— Tugas yang Diminta —
• 1. Ganti setiap "bulan-bulan lain" dengan "bulan lainnya" saat menuliskan kembali bagian teks bacaan antara "فضل شهر رجب" dan "al-Ilbas, dan lainnya.", termasuk kedua batas tersebut.
• 2. Tentukan apakah pernyataan berikut sesuai dengan teks bacaan, jawab ya atau tidak, dan kutip kata-kata teks yang menjadi penentunya: (a) Hadis tersebut diriwayatkan oleh al-Dailami dan bersumber dari Anas bin Malik. (b) Hadis tersebut diriwayatkan dalam banyak kitab selain Musnad al-Firdaus. (c) Al-Sakhawi menilai hadis tersebut sahih.

— Teks Bacaan —
Hadits Maudhu' (Palsu) tentang Puasa Rajab dan Bulan Rajab

Hadits Maudhu' (Palsu) tentang Puasa Rajab dan Bulan Rajab Disebutkan dalam sebuah riwayat tentang keutamaan bulan Rajab, bahwa Rasulullah Saw bersabd

 

Hadits Maudhu' (Palsu) tentang Puasa Rajab dan Bulan Rajab

Hadis Pertama:

Disebutkan dalam sebuah riwayat tentang keutamaan bulan Rajab, bahwa Rasulullah Saw bersabda:

فضل شهر رجب على الشهور كفضل القرآن على سائر الكلام وفضل شهر شعبان على الشهور كفضلي على سائر الأنبياء وفضل شهر رمضان كفضل الله على سائر العباد.


“Keutamaan bulan Rajab atas bulan-bulan lain seperti keutamaan al-Qur’an atas semua perkataan yang ada. Keutamaan bulan Sya’ban atas bulan-bulan lain seperti keutamaanku atas semua para Nabi, dan keutamaan bulan Ramadhan atas bulan-bulan lain seperti keutamaan Allah atas seluruh hambaNya.”

Hadis ini diriwayatkan oleh al-Dailami dalam Musnad al-Firdaus, bersumber dari Anas bin Malik. Hanya dalam Musnad al-Firdaus saja Hadis tersebut diriwayatkan. Selebihnya Hadis tersebut dinukil banyak ulama dalam kitab-kitabnya, seperti al-Sakhawi dalam al-Maqashid al-Hasanah, al-‘Ijluni dalam Kasyf al-Khafa’ wa Muzil al-Ilbas, dan lainnya.

Hadis Palsu

Tidak ada yang meragukan kepalsuan Hadis tersebut. Inilah yang kemudian membuat banyak ulama mencantumkan Hadis tersebut ke dalam kitab-kitab mereka yang khusus memuat Hadis palsu. Al-Sakhawi dalam al-Maqashid al-Hasanah menyatakan Hadis di atas palsu (maudhu’). Pendapat ini juga disampaikan oleh al-Syaukani dalam al-Fawa’id al-Majmu’ah, Mulla Ali al-Qari dalam al-Mashnu’ fi Ma’rifat al-Hadis al-Maudhu’, al-Laknawi dalam al-Asrar al-Marfu’ah fi al-Akhbar al-Maudhu’ah, al-‘Ijluni dalam Kasyf al-Khafa’, dan masih banyak ulama lain yang menegaskan kepalsuan Hadis tersebut.

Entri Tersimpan
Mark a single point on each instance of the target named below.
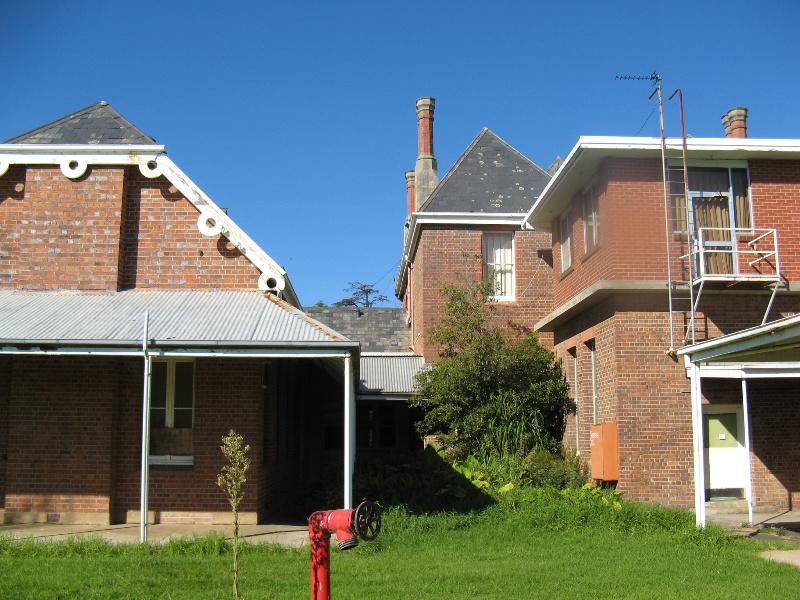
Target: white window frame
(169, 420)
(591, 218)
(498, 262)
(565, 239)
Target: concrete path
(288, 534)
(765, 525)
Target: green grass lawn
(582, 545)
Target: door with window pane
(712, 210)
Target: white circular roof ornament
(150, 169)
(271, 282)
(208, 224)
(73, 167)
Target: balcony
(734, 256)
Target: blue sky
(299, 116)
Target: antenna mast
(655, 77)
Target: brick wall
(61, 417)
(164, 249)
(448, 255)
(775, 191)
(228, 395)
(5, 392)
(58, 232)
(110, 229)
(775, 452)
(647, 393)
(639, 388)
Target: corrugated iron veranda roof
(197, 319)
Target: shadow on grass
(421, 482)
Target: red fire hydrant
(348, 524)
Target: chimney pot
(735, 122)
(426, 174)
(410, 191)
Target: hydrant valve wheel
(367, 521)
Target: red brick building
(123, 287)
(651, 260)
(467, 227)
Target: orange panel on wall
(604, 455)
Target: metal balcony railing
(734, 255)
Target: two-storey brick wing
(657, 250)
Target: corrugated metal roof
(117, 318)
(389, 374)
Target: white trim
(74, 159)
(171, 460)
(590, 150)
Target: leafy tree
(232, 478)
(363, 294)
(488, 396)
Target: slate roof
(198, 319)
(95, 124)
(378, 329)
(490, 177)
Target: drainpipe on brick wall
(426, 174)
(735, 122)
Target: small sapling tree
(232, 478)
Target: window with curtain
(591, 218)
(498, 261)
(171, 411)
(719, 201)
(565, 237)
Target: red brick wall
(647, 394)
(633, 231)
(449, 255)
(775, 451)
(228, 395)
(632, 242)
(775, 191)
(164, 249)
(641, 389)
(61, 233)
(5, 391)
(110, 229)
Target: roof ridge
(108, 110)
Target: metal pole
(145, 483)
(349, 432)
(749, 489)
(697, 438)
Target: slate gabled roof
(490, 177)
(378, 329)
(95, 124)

* * *

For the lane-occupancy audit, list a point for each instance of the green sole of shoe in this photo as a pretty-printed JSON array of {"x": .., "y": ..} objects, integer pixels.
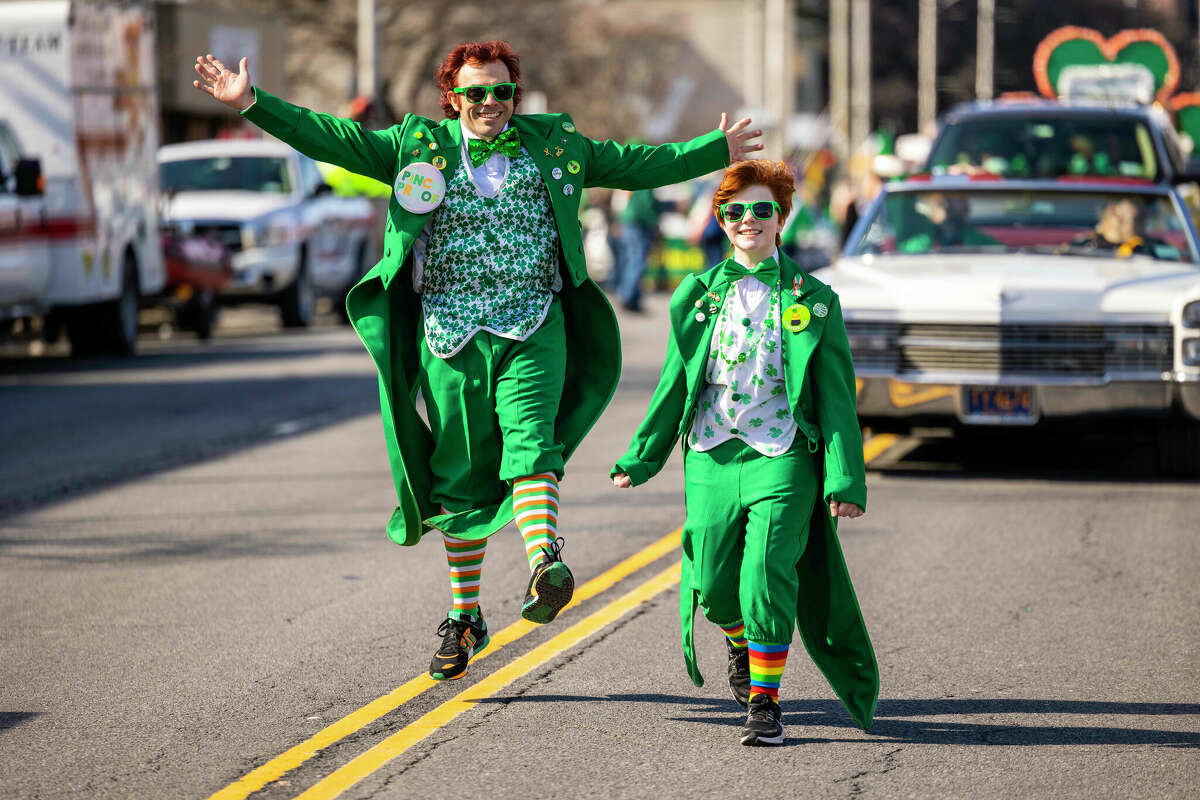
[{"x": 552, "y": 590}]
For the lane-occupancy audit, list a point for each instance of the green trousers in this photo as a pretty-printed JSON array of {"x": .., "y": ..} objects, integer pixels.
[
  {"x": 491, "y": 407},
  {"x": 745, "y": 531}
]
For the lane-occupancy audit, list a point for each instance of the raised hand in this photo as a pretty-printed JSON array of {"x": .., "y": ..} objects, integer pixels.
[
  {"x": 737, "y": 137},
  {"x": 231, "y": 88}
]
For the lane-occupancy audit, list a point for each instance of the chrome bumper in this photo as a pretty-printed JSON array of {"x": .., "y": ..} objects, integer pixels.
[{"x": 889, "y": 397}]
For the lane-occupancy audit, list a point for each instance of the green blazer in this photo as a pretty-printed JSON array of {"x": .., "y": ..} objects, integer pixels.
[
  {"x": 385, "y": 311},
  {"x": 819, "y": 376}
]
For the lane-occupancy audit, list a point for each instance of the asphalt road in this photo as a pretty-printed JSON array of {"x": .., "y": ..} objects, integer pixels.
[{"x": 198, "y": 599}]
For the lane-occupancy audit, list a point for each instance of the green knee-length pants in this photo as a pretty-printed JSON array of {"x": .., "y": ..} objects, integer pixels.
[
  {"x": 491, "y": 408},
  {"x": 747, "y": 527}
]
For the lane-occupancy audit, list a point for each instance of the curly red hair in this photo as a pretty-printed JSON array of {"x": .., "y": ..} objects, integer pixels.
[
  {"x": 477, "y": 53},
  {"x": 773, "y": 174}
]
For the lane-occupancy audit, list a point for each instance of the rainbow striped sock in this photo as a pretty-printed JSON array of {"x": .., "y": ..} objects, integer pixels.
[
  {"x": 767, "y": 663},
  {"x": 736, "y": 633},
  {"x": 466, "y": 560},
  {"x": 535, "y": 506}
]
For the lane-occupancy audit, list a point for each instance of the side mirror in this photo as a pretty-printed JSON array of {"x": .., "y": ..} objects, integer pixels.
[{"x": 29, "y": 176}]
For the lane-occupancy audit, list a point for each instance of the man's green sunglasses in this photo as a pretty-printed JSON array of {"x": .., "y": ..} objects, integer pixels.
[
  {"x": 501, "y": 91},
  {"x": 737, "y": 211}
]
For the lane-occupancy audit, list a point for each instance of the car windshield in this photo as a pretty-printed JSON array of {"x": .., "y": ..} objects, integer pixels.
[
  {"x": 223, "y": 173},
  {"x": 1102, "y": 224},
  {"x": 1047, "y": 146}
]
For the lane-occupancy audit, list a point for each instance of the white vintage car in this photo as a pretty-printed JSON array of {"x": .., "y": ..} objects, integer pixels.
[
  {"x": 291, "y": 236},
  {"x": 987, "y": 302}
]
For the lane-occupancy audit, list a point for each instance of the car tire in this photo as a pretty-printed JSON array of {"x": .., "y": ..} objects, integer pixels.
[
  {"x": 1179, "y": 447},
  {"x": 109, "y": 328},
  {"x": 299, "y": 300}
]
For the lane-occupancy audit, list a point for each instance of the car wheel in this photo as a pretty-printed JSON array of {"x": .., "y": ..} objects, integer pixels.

---

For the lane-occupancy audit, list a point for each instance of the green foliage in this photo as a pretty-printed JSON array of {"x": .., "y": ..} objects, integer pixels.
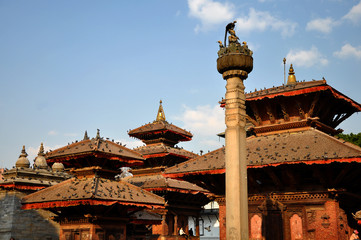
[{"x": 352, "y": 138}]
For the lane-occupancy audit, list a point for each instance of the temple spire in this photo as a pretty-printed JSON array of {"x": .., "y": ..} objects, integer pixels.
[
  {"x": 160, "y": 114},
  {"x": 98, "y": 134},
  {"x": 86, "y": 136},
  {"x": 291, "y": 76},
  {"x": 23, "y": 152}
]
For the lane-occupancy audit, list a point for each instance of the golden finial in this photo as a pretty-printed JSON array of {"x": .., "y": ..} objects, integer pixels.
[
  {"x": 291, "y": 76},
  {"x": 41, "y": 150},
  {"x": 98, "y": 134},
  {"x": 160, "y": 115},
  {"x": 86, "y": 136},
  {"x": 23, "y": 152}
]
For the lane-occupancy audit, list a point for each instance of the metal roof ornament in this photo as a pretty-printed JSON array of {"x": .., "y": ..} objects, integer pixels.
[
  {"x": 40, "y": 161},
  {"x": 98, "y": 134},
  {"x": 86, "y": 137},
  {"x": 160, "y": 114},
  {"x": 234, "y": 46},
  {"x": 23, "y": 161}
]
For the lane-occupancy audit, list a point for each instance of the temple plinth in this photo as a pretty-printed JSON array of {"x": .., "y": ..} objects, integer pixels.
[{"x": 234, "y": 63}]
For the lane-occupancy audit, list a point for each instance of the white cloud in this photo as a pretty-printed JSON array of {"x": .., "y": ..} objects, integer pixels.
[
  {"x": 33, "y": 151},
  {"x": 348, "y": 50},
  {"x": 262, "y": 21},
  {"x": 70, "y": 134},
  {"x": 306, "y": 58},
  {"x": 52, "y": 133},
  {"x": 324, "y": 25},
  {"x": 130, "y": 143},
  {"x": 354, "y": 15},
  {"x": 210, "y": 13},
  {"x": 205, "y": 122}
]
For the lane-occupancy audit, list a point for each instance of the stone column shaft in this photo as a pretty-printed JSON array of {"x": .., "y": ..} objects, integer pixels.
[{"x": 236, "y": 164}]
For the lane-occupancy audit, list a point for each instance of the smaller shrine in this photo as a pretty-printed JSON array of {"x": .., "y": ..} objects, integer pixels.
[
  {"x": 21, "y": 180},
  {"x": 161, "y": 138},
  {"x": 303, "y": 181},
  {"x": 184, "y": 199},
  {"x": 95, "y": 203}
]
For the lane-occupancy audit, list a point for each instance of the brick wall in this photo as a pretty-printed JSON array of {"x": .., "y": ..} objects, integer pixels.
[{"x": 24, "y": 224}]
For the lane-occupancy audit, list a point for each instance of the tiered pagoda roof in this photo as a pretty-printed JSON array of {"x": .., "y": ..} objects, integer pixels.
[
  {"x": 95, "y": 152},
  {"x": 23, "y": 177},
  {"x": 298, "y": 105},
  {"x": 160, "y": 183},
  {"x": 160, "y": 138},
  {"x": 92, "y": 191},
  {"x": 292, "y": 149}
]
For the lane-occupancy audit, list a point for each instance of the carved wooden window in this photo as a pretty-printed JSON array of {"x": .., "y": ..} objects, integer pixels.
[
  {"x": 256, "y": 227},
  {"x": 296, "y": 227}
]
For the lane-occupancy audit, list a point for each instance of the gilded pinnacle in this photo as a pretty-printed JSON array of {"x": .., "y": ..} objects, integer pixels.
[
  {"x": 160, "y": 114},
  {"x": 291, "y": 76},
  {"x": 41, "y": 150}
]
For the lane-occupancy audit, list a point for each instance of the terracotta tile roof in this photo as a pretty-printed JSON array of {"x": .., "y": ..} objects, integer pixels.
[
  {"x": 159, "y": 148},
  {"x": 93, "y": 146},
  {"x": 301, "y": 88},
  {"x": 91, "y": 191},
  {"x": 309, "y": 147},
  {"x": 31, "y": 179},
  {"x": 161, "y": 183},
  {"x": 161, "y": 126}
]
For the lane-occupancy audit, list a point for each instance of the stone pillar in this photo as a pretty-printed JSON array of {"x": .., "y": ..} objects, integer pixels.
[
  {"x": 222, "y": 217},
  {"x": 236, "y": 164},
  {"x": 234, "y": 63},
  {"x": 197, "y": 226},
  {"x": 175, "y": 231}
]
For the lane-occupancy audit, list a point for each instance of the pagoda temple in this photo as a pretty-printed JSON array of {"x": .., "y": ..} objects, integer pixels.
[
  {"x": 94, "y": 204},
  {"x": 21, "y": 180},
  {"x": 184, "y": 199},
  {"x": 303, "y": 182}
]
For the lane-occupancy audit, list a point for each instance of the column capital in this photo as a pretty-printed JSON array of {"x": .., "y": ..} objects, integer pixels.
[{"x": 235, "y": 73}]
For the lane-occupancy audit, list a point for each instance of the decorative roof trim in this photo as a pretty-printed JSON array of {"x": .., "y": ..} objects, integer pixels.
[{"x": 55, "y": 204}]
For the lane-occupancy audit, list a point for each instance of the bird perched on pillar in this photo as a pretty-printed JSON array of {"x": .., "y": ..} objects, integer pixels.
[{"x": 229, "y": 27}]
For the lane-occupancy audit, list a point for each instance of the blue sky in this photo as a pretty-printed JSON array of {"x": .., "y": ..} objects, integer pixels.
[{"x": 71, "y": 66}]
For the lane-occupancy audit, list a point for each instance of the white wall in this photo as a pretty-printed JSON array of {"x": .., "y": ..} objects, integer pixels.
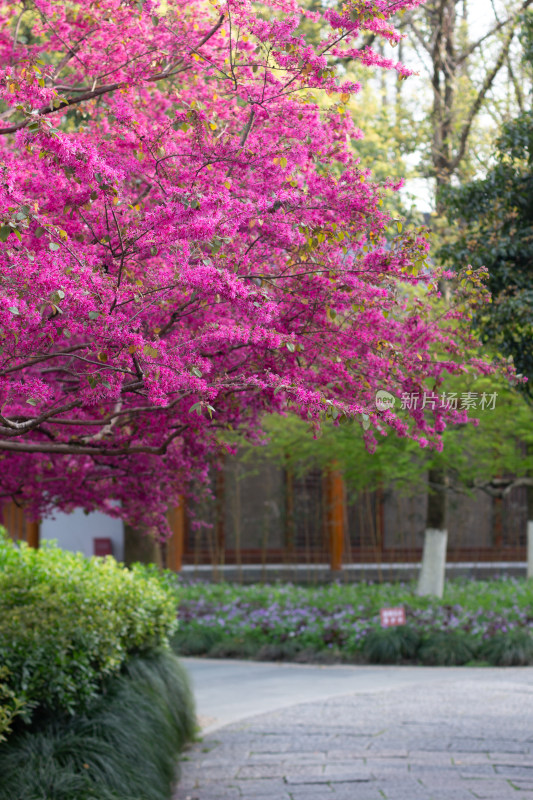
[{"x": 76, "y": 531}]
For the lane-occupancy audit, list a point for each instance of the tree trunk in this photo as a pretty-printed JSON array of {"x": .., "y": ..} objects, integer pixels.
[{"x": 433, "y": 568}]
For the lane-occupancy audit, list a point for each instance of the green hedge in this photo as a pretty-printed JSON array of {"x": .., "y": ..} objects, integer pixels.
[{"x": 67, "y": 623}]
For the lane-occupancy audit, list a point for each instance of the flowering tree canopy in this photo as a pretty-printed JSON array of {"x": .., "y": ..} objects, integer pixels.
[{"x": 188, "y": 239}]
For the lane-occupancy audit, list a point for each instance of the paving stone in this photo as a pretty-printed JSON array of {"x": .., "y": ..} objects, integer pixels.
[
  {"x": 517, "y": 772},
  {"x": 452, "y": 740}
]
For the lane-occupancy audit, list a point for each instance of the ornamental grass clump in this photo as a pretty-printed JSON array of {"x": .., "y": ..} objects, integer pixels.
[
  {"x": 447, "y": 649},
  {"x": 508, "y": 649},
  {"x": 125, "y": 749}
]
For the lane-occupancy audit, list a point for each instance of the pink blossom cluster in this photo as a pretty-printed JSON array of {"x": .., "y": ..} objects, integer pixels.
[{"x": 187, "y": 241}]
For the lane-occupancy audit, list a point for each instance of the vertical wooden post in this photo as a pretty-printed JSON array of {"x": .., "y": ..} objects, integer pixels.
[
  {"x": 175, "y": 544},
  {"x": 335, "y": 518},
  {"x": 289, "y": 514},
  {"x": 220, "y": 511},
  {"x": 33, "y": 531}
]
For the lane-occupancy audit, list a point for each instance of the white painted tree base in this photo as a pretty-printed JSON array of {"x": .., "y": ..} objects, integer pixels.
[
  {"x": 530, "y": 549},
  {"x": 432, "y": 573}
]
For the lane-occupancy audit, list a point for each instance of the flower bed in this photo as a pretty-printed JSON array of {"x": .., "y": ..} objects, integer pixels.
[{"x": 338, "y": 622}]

— Kunci Jawaban —
• 1.
فضل شهر رجب على الشهور كفضل القرآن على سائر الكلام وفضل شهر شعبان على الشهور كفضلي على سائر الأنبياء وفضل شهر رمضان كفضل الله على سائر العباد.


“Keutamaan bulan Rajab atas bulan lainnya seperti keutamaan al-Qur’an atas semua perkataan yang ada. Keutamaan bulan Sya’ban atas bulan lainnya seperti keutamaanku atas semua para Nabi, dan keutamaan bulan Ramadhan atas bulan lainnya seperti keutamaan Allah atas seluruh hambaNya.”

Hadis ini diriwayatkan oleh al-Dailami dalam Musnad al-Firdaus, bersumber dari Anas bin Malik. Hanya dalam Musnad al-Firdaus saja Hadis tersebut diriwayatkan. Selebihnya Hadis tersebut dinukil banyak ulama dalam kitab-kitabnya, seperti al-Sakhawi dalam al-Maqashid al-Hasanah, al-‘Ijluni dalam Kasyf al-Khafa’ wa Muzil al-Ilbas, dan lainnya.

• 2.
(a) Ya: "Hadis ini diriwayatkan oleh al-Dailami dalam Musnad al-Firdaus, bersumber dari Anas bin Malik."
(b) Tidak: "Hanya dalam Musnad al-Firdaus saja Hadis tersebut diriwayatkan."
(c) Tidak: "Al-Sakhawi dalam al-Maqashid al-Hasanah menyatakan Hadis di atas palsu (maudhu’)."